Laprell secured the fresh flowers to the pole with knots of twine.

Curry's mother knew something was wrong with her son in the weeks before he died. Actually, nothing had been right for months. "I think the last couple weeks I was more worried than anything," Stephanie said, leaning against the concrete wall of a condo tower. "There was something going on that wasn't quite right. Something strange. It was in his behavior."

Back in 2005, Curry had moved into an apartment near his mom's house. "He had been doing really well on his own," Stephanie said. He had been studying for his GED and getting part-time work through Labor Ready.

Then, in March 2006, he was charged with assault for attacking his pregnant girlfriend, Shayla Thomas, and threatening her mother. The entire Curry family disputes the domestic-violence charges, saying prosecutors misconstrued the events. Thomas has a criminal record that eclipses Curry's, with juvenile cases for attacking two boys with a kitchen knife and a drain pipe in 2001, and, in 2004, for punching a woman in the face and for stealing a car.

A judge slapped Curry with a restraining order in April 2006.

That same month, Shayla gave birth to a boy. She insisted on naming her son after his father, Stephanie said. Samuel Stephon Curry Jr. was born with amniotic band syndrome, a congenital birth defect that causes webbed digits and underdeveloped limbs. The baby required frequent doctor's appointments and daily care at home.

▶ _Data section_:
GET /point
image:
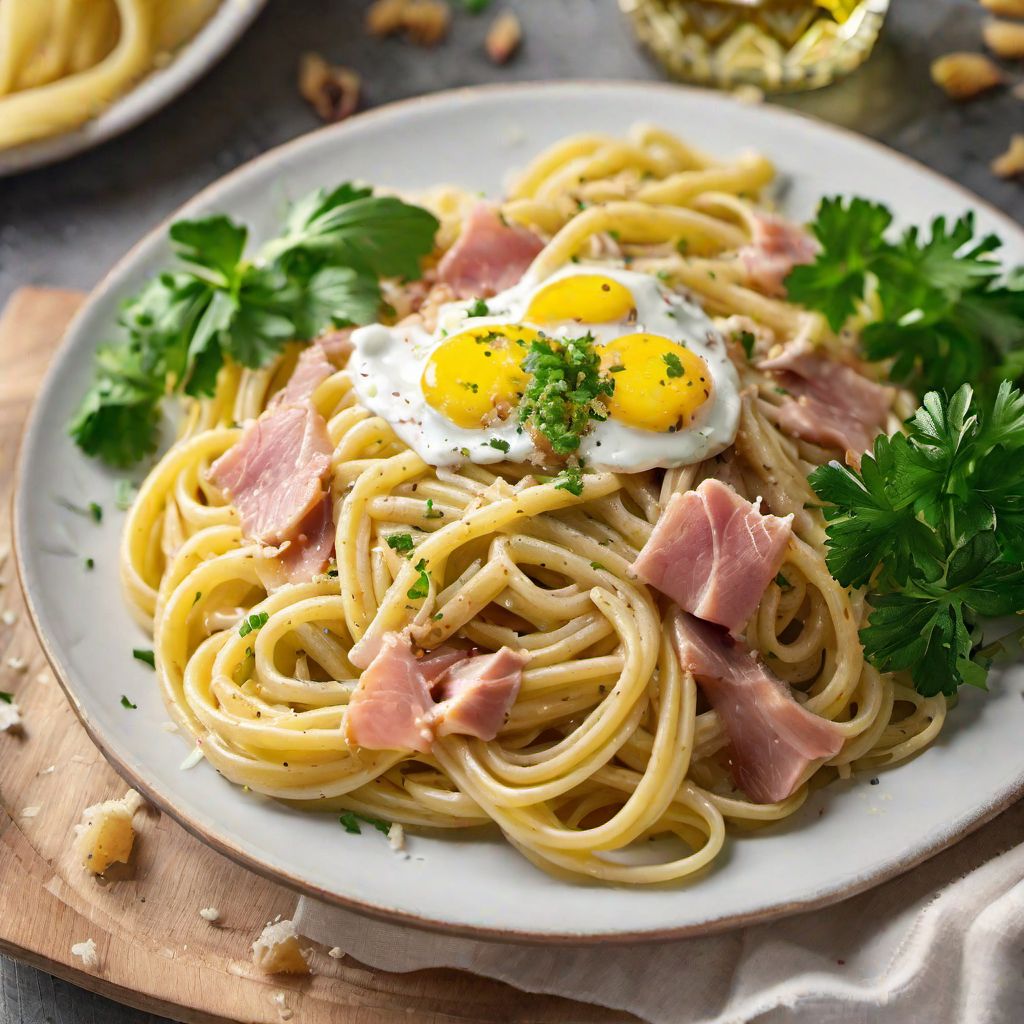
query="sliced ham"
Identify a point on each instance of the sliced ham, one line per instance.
(488, 256)
(311, 370)
(477, 695)
(775, 249)
(774, 740)
(394, 708)
(714, 553)
(828, 402)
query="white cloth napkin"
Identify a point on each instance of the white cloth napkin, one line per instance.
(943, 943)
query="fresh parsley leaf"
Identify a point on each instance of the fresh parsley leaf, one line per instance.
(144, 655)
(673, 367)
(565, 391)
(253, 623)
(400, 542)
(421, 588)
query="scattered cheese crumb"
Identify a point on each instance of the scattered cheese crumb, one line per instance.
(396, 837)
(10, 717)
(105, 835)
(964, 76)
(278, 950)
(1011, 163)
(87, 951)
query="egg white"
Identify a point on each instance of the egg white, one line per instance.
(387, 365)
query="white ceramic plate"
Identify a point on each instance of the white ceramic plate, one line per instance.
(847, 838)
(156, 90)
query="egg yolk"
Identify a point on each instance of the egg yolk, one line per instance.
(590, 297)
(659, 385)
(476, 377)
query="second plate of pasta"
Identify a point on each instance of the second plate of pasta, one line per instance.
(536, 571)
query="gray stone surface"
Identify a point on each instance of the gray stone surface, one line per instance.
(67, 224)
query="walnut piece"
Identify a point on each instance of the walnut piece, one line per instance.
(105, 835)
(331, 90)
(964, 76)
(1011, 163)
(504, 37)
(278, 949)
(1007, 8)
(1005, 39)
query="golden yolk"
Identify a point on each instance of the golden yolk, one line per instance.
(589, 297)
(660, 384)
(477, 375)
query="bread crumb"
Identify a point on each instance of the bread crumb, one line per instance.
(396, 837)
(10, 717)
(87, 951)
(1008, 8)
(1005, 39)
(333, 91)
(504, 37)
(1011, 163)
(965, 76)
(105, 836)
(278, 950)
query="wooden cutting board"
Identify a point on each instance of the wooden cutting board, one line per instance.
(156, 952)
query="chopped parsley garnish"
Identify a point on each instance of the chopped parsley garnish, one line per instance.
(946, 311)
(421, 588)
(255, 622)
(350, 821)
(401, 543)
(141, 654)
(933, 523)
(217, 303)
(673, 367)
(570, 479)
(564, 392)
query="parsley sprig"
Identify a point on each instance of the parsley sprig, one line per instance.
(934, 523)
(217, 304)
(947, 312)
(565, 391)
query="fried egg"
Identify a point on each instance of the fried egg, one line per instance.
(454, 395)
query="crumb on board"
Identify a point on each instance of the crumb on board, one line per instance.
(105, 836)
(278, 950)
(504, 37)
(1011, 163)
(86, 951)
(964, 76)
(333, 91)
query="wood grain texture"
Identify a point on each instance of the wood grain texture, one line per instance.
(156, 952)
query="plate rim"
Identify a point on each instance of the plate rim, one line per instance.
(820, 899)
(217, 36)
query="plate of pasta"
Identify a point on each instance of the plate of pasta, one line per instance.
(566, 512)
(74, 75)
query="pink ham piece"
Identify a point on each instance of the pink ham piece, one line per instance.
(774, 739)
(714, 553)
(488, 256)
(477, 695)
(775, 249)
(393, 707)
(828, 402)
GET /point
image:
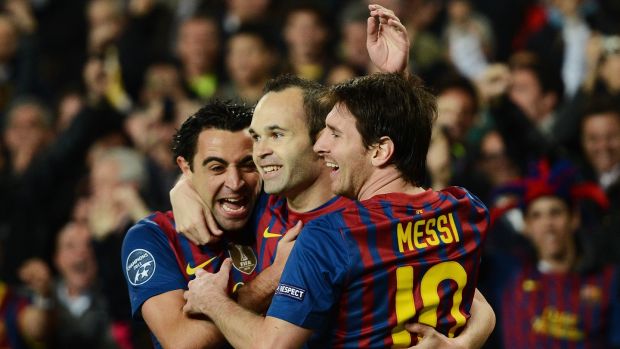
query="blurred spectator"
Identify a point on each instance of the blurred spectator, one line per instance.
(469, 38)
(18, 65)
(39, 198)
(198, 50)
(250, 59)
(243, 12)
(557, 31)
(117, 178)
(353, 37)
(28, 130)
(306, 33)
(81, 314)
(69, 106)
(603, 75)
(555, 298)
(24, 322)
(537, 90)
(426, 49)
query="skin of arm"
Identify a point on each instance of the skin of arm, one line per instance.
(242, 328)
(474, 335)
(173, 328)
(257, 294)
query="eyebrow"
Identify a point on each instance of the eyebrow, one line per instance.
(246, 160)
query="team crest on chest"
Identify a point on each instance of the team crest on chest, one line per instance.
(243, 258)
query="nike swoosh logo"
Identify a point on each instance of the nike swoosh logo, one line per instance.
(267, 234)
(191, 271)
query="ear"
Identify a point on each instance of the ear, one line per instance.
(184, 166)
(382, 151)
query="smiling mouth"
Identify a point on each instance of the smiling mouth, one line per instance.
(233, 205)
(271, 168)
(332, 166)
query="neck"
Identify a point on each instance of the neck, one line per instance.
(312, 196)
(386, 180)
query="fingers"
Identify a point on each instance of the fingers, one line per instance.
(226, 266)
(420, 329)
(211, 224)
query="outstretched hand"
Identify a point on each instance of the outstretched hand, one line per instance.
(387, 41)
(207, 290)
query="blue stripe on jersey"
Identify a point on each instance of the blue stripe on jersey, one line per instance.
(457, 221)
(352, 308)
(442, 252)
(475, 205)
(380, 281)
(596, 313)
(264, 242)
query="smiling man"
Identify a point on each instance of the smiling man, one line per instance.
(214, 152)
(402, 253)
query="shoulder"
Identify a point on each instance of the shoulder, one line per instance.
(147, 229)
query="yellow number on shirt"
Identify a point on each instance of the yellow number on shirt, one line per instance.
(405, 307)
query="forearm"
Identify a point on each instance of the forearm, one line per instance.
(241, 327)
(480, 324)
(256, 295)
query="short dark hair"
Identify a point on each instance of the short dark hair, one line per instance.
(315, 107)
(221, 115)
(396, 106)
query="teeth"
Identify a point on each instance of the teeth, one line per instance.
(332, 165)
(230, 209)
(268, 169)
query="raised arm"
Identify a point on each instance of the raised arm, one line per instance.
(387, 40)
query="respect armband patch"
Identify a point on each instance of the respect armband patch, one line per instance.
(291, 291)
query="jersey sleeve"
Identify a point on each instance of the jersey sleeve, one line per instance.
(313, 276)
(614, 329)
(149, 264)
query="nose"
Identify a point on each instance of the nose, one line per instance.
(261, 149)
(320, 146)
(234, 180)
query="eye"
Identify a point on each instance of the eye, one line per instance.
(217, 168)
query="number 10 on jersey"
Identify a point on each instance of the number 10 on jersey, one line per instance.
(405, 306)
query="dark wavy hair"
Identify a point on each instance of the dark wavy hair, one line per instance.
(221, 115)
(396, 106)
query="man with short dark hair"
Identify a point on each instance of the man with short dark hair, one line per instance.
(214, 152)
(358, 274)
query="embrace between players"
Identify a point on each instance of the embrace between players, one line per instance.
(376, 251)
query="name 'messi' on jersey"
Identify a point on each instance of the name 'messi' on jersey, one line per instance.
(422, 233)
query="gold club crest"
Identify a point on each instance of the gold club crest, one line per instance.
(243, 258)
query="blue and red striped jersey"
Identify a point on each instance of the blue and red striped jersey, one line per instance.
(11, 307)
(275, 219)
(369, 268)
(561, 310)
(156, 259)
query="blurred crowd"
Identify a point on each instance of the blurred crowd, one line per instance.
(91, 93)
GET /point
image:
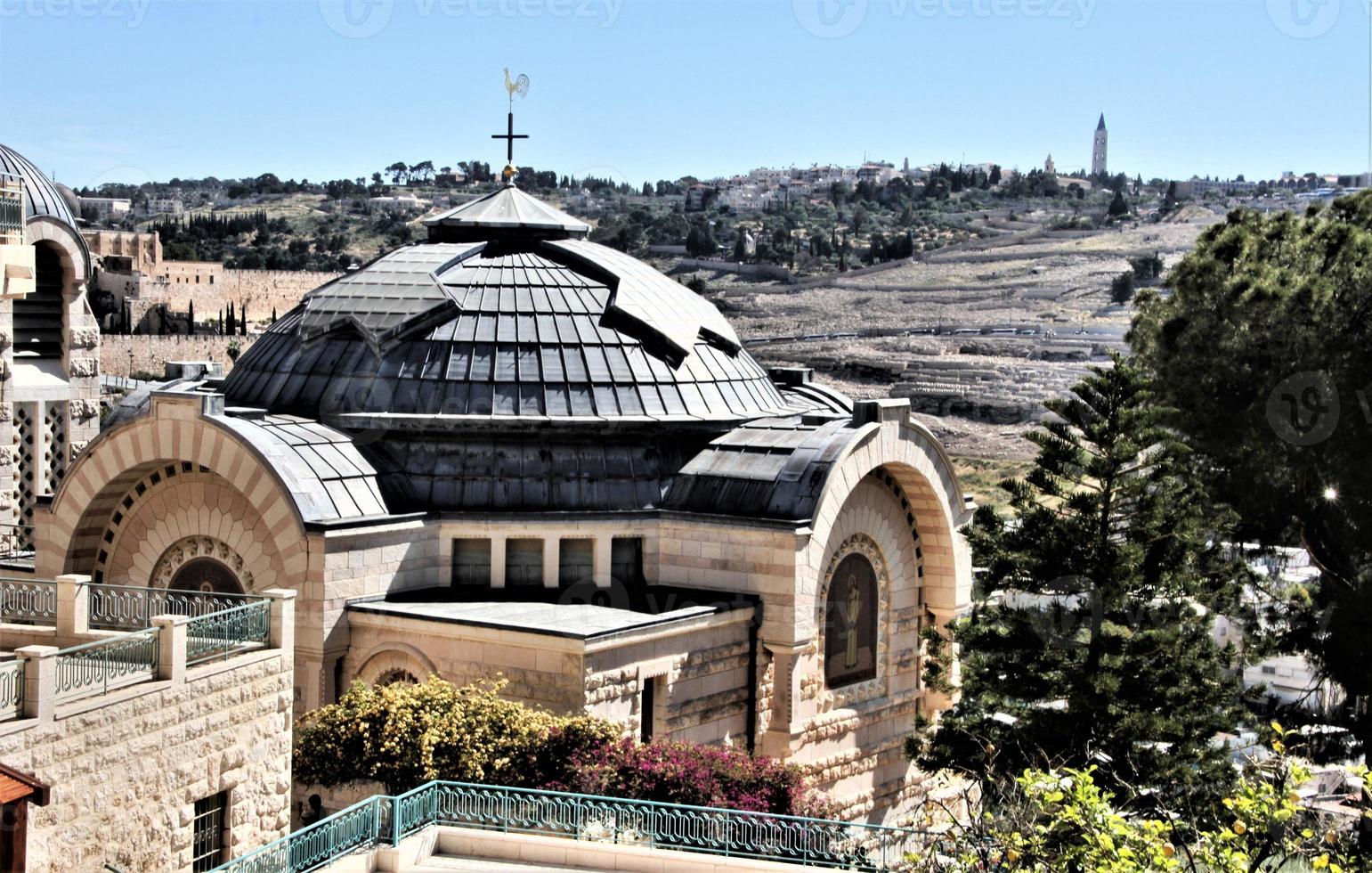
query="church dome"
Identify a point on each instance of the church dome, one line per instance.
(511, 364)
(507, 316)
(42, 194)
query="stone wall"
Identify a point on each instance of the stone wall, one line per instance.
(126, 768)
(215, 287)
(150, 353)
(702, 673)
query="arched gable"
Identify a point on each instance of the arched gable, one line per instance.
(176, 436)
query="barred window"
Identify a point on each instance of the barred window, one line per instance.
(207, 847)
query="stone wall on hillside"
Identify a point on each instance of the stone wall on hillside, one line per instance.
(151, 353)
(215, 287)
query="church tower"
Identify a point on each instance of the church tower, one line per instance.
(1098, 149)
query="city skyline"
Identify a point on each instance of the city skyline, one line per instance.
(373, 84)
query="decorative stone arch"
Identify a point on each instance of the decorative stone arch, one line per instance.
(191, 551)
(169, 444)
(76, 257)
(847, 695)
(922, 477)
(394, 657)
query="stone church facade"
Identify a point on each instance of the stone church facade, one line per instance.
(509, 452)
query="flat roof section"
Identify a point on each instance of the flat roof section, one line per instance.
(573, 621)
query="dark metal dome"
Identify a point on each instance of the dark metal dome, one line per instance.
(457, 335)
(42, 194)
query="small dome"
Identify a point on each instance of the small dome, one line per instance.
(42, 194)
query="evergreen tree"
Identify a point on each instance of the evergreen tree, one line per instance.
(1098, 651)
(1118, 206)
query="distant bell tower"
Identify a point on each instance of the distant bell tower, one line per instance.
(1098, 149)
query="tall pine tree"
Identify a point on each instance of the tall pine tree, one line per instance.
(1098, 649)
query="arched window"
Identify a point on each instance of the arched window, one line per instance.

▶ _Required work_:
A: In the page text, what birth defect was Samuel Stephon Curry Jr. born with?
B: Reproduce word for word the stretch of the page text from "Back in 2005, Curry" through "stealing a car.".

▶ _Activity answers_:
A: Amniotic band syndrome.

B:
Back in 2005, Curry had moved into an apartment near his mom's house. "He had been doing really well on his own," Stephanie said. He had been studying for his GED and getting part-time work through Labor Ready.

Then, in March 2006, he was charged with assault for attacking his pregnant girlfriend, Shayla Thomas, and threatening her mother. The entire Curry family disputes the domestic-violence charges, saying prosecutors misconstrued the events. Thomas has a criminal record that eclipses Curry's, with juvenile cases for attacking two boys with a kitchen knife and a drain pipe in 2001, and, in 2004, for punching a woman in the face and for stealing a car.